TEXT PROVIDED
# Doomsday Preppers Show



## Rockytopsis (Dec 29, 2007)

Been watching that, not sure if they believe what they believe then why are they telling the whole world what they have and their plans. At any rate I think it is interesting to watch.

Any way, not my question.

I saw on one show where a lady was rubbing oil on fresh eggs then putting them in cartons and she said that they would last 7 to 9 months that way. She had several ladies there and they prepared and ate eggs that she said were 6 months old. 

Does any one do this and does it work and what do the eggs taste like.

Nancy


----------



## Rockytopsis (Dec 29, 2007)

Anyone???


----------



## Homesteader (Jul 13, 2002)

I have never done this myself but it is an age-old method. 

Another one is larded eggs. Quoting from Carla Emery's "Encyclopedia of Country Living"

Object point labels
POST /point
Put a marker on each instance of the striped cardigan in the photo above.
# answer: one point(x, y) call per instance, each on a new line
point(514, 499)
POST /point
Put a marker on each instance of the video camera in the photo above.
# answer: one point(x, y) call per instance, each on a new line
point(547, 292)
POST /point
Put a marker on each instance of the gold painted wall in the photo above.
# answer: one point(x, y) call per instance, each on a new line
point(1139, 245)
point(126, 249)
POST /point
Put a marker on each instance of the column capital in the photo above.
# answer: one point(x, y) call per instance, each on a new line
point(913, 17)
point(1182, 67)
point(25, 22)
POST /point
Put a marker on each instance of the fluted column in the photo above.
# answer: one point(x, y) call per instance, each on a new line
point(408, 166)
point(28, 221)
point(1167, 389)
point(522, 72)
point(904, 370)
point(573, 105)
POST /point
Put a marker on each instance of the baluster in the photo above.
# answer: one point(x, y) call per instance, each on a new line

EXERCISE BRIEF
Copy the forum thread about the Doomsday Preppers show from "Any way, not" up to and including "eggs taste like.", and substitute "baskets" for "cartons". These entries were drawn from a separate source, unrelated to the forum thread.

SOLUTION TO THE PROBLEM
Any way, not my question.

I saw on one show where a lady was rubbing oil on fresh eggs then putting them in baskets and she said that they would last 7 to 9 months that way. She had several ladies there and they prepared and ate eggs that she said were 6 months old. 

Does any one do this and does it work and what do the eggs taste like.